PROMPT 1 = In the forum column, why does the starving match seller in the children's tale light one match after another? Answer in one to three sentences.
PROMPT 2 = Write out the forum column from "Many readers will" to "J BROOKS SPECTOR.", substituting "child" for "waif".

Many readers will probably remember the old Hans Christian Anderson children’s tale of the poverty-stricken match seller who, starving, stares through a window at a restaurant banquet table overflowing with food as she lights one match after another of the ones she is supposed to sell so as to keep warm enough to stay alive. This 170- year-old cautionary tale, along with the Charles Dickens story of the nearly as unfortunate Little Nell, another hungry Victorian Age waif, swam into mind while attending the recent World Economic Forum on Africa in Cape Town. By J BROOKS SPECTOR.
Inside the Cape Town International Convention Centre, the hundreds of WEF participants – most of them men fashionably clad in navy or midnight blue, ultra-fashionable Armani and Hugo Boss power suits – kept moving from meeting room to meeting room, and from buffet table to buffet table. Meanwhile, just three blocks from this gathering of the rich and the powerful, and after a full day of all this worthy, high-minded gabble, the writer was driving past a nearby building, just a minute or two from the WEF meeting site. There, sheltered in the alcove of that building’s delivery entrance, stood a dishevelled, shivering man, literally wearing nothing but a green, recyclable plastic rubbish bag. He had no other possessions. Not one.

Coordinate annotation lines
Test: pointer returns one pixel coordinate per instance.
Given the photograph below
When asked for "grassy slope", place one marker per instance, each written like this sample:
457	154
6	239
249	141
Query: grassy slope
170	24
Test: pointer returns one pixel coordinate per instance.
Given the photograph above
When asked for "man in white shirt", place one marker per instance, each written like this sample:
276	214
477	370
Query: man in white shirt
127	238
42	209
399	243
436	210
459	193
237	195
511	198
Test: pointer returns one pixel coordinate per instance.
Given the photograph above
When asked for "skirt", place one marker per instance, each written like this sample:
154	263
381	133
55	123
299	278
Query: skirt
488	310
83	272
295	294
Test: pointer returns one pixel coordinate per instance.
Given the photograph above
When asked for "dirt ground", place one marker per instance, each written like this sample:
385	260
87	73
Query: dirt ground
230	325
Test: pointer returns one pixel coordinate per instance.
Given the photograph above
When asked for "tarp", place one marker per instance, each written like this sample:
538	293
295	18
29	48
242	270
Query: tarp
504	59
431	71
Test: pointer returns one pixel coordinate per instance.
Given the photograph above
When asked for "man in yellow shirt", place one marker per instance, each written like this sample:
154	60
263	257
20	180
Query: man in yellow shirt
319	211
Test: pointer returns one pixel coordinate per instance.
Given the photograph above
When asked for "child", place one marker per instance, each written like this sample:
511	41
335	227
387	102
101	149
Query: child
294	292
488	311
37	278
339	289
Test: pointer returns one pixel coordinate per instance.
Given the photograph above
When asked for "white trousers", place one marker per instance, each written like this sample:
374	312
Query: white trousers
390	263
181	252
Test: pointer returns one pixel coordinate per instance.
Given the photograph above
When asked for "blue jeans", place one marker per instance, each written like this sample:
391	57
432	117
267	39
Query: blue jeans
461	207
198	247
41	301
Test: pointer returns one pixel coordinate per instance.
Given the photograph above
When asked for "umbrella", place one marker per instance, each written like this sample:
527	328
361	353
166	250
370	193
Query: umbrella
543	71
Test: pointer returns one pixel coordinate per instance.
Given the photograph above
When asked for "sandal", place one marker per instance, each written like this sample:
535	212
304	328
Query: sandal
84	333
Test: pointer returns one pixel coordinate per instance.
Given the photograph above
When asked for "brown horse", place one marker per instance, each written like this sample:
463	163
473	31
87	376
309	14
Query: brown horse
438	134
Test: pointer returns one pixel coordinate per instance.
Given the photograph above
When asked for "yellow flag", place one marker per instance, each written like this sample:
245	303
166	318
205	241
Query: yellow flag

EXERCISE OUTPUT 1 = She lights the matches she is supposed to sell so that she can keep warm enough to stay alive.

EXERCISE OUTPUT 2 =
Many readers will probably remember the old Hans Christian Anderson children’s tale of the poverty-stricken match seller who, starving, stares through a window at a restaurant banquet table overflowing with food as she lights one match after another of the ones she is supposed to sell so as to keep warm enough to stay alive. This 170- year-old cautionary tale, along with the Charles Dickens story of the nearly as unfortunate Little Nell, another hungry Victorian Age child, swam into mind while attending the recent World Economic Forum on Africa in Cape Town. By J BROOKS SPECTOR.